▶ **Document**

- Dates: May 8–24, 2026
- Teams: 29
- Finals site: Martin Stadium, Evanston, IL
- Champions: Northwestern (9th title)
- Runner-up: North Carolina (7th title game)
- Semifinalists: Johns Hopkins (1st Final Four) Maryland (29th Final Four)
- Winning coach: Kelly Amonte Hiller (9th title)
- MOP: Chloe Humphrey, North Carolina
- Attendance: 8,316 finals

= 2026 NCAA Division I women's lacrosse tournament =

The 2026 NCAA Division I Women's Lacrosse Championship was the 44th annual single-elimination tournament to help determine the national champion of NCAA Division I women's college lacrosse. The semifinal and national championship rounds were played at Martin Stadium on the campus of Northwestern University in Evanston, Illinois, on May 22 for the semifinals and May 24 for the championship game. All other rounds were played at campus sites, at the home field of the higher-seeded team, from May 8–14. First and second round games were broadcast on ESPN+, quarterfinals and semifinal games were broadcast on ESPNU, and the national championship was broadcast on ESPN.

▶ **Your goal**
Please list every school that the tournament summary names as the champion, runner-up, or a semifinalist. The data after this point is separate material, unrelated to the tournament summary.

▶ **Data lines**
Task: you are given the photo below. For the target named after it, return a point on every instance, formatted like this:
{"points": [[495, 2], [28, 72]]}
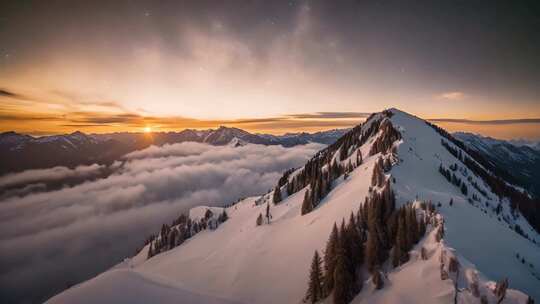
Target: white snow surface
{"points": [[243, 263]]}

▶ **Finished task**
Northwestern, North Carolina, Johns Hopkins, Maryland